===== RAW DATA

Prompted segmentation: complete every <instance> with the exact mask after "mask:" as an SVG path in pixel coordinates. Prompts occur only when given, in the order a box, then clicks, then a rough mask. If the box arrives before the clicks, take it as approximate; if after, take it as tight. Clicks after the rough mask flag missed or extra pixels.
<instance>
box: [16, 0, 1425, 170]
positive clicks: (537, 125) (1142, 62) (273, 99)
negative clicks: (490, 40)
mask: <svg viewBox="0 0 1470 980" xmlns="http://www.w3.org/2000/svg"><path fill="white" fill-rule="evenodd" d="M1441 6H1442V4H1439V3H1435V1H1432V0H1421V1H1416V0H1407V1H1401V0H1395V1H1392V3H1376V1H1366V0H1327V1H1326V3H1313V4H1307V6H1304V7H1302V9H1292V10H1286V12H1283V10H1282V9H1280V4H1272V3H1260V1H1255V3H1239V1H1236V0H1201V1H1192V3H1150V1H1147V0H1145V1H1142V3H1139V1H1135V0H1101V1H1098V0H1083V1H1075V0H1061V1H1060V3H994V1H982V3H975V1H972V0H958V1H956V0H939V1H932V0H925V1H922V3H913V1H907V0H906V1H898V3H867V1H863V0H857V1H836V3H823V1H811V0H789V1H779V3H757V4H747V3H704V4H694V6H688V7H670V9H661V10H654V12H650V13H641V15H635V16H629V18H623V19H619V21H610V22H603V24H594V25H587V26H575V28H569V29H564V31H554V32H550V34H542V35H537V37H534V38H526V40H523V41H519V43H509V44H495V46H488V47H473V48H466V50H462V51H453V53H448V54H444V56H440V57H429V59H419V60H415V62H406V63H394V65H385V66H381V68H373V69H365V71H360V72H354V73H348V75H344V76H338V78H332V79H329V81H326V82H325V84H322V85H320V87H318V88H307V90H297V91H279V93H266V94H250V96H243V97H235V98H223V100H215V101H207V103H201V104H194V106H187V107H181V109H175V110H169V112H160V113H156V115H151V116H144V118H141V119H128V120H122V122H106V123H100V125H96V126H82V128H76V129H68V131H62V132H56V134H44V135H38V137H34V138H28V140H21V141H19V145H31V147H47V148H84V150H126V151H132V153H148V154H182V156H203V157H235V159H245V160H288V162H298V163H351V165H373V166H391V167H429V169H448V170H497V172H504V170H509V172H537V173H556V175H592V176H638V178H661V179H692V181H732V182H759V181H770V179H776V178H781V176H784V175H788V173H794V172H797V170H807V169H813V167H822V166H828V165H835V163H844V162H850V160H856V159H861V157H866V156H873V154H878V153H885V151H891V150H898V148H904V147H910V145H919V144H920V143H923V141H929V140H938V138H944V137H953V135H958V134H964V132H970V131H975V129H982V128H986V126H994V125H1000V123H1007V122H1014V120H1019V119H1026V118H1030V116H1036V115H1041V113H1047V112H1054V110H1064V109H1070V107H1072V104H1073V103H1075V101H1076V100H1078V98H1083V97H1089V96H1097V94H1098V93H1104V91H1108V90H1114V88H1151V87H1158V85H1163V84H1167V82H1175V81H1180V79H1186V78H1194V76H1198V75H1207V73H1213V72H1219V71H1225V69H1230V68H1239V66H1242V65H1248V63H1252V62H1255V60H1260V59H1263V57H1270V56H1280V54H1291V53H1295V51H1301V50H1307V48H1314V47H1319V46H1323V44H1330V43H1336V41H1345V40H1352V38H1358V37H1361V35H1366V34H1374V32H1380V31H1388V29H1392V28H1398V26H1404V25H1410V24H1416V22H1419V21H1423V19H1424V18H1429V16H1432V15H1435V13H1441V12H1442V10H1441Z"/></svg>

==========

Pick out the lines above containing the word "instance", then copy them.

Prompted segmentation: complete every <instance> with the exact mask after "mask:" as an SVG path in pixel coordinates. Prompts occur only when given, in the order a box, then clicks, then a rough mask. If the box arrives before the clicks, take it as approximate; if after, take it as tight. Clicks after the rough mask flag missed or extra pixels.
<instance>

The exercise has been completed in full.